§ What to do
Output, word for word, every line from the line with "Q: Point to the iridescent" through the final line of the data below.

[Data records]
----------------

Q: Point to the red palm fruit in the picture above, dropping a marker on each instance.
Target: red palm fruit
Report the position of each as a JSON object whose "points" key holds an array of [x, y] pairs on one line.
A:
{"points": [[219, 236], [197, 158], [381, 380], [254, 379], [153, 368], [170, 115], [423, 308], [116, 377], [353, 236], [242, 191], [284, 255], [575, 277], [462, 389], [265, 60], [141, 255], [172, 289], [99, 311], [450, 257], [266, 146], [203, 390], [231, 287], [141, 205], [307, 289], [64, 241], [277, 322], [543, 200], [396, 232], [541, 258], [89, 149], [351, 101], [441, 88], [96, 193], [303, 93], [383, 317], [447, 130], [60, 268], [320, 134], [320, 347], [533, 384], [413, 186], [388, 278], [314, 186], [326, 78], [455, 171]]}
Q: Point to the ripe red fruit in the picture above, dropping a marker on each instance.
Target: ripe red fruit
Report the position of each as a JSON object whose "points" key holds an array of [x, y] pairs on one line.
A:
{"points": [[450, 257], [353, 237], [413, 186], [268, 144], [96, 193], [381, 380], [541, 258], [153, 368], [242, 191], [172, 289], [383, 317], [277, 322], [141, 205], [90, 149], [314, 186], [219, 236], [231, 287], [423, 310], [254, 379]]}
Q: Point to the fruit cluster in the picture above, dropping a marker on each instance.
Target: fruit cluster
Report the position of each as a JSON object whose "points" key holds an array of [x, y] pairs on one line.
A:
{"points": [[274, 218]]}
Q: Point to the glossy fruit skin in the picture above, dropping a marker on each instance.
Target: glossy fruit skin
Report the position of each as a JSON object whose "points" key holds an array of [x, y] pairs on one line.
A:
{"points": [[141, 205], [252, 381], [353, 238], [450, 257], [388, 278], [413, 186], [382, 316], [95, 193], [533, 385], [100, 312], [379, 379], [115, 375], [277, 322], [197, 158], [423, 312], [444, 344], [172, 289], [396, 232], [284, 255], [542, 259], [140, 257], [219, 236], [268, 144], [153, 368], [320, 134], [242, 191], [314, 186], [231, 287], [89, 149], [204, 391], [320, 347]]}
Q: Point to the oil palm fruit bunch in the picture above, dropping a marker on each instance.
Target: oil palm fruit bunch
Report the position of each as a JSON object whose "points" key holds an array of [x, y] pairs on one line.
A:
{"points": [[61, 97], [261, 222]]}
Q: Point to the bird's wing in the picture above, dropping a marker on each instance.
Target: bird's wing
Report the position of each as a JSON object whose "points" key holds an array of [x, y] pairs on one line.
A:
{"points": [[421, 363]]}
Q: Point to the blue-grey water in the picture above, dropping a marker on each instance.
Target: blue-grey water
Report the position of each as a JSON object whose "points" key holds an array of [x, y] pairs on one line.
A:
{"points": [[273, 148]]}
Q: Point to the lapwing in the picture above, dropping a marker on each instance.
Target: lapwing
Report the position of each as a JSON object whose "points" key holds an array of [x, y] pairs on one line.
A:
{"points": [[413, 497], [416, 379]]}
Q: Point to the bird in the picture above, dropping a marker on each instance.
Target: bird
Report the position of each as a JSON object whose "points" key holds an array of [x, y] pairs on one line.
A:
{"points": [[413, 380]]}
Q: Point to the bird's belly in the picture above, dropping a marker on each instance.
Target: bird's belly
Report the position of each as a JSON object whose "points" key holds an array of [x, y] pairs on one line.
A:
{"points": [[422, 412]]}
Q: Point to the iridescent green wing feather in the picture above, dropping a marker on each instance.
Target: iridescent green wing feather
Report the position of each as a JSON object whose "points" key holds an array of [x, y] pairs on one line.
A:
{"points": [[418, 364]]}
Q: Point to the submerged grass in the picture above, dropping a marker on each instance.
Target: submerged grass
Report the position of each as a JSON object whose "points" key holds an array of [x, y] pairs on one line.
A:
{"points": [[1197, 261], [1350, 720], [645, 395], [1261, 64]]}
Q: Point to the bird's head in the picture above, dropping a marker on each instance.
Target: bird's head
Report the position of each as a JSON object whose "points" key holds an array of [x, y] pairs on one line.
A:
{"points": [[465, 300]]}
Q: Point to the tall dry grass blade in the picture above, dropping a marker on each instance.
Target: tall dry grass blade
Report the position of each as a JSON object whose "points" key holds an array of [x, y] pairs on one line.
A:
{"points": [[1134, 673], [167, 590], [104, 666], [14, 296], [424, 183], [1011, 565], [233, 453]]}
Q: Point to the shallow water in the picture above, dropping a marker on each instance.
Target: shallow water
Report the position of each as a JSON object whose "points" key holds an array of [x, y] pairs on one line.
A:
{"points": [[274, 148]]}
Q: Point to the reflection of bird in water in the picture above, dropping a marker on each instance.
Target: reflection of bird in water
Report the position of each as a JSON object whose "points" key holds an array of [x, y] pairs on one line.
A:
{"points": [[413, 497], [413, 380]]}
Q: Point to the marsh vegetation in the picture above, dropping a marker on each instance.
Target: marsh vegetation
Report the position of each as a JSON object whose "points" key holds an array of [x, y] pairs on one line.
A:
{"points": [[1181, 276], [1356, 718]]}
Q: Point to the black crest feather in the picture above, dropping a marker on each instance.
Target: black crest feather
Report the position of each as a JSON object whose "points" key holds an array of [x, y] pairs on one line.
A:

----------------

§ Finished answer
Q: Point to the iridescent green wing feather in the picture above, dropping a marker on each instance.
Target: iridescent green wing feather
Report the position of each as a JSON object whose "points" key holds an array of [x, y] pairs on one line.
A:
{"points": [[418, 364]]}
Q: Point to the submerged grass in the picture above, dropping a marker on each instance.
Target: submerged grass
Report the position of each as a JSON object whose "points" key holds an array of [x, y] pairs on one line.
A:
{"points": [[1197, 261], [1350, 720], [645, 395], [1261, 64]]}
Q: Point to the bird's head in the picture above, dropping a marker on each instance.
Target: bird's head
Report the position of each as a JSON object whose "points" key holds an array of [x, y] pairs on one line.
A:
{"points": [[465, 300]]}
Q: Point to the tall dry grass blade in the picture above, dropping a marker on each instance.
Target: tall dry grass blade
Report the position of each as a JSON object whose "points" key holds an array of [x, y] pairs on one line.
A:
{"points": [[1134, 673], [167, 590], [104, 666], [14, 296], [424, 183], [1011, 565], [233, 453]]}
Q: Point to the shallow water in the picture above, dropping a marker on each instance.
Target: shallow water
Report the position of each as a JSON object whose "points" key holds an array of [x, y] pairs on one line.
A:
{"points": [[274, 148]]}
Q: Point to the reflection of bird in water in the picture above, dropping a marker on each instance.
Target: reflection of bird in water
Report the position of each as a JSON object whose "points" key holds an array of [x, y] pairs on one line.
A:
{"points": [[413, 497], [413, 380]]}
Q: Point to the marsh vegetation in the picture above, dropping a marker on each instance.
Target: marsh vegetation
Report the position of each as a JSON object whose "points" key holds an array of [x, y] pairs on one line.
A:
{"points": [[1181, 276], [1356, 718]]}
Q: Point to the black crest feather in the picture above, dropping a marker on each instance.
Target: black crest feather
Report the position of each as a JSON object whose "points" key holds an array of [x, y] pairs on one line.
A:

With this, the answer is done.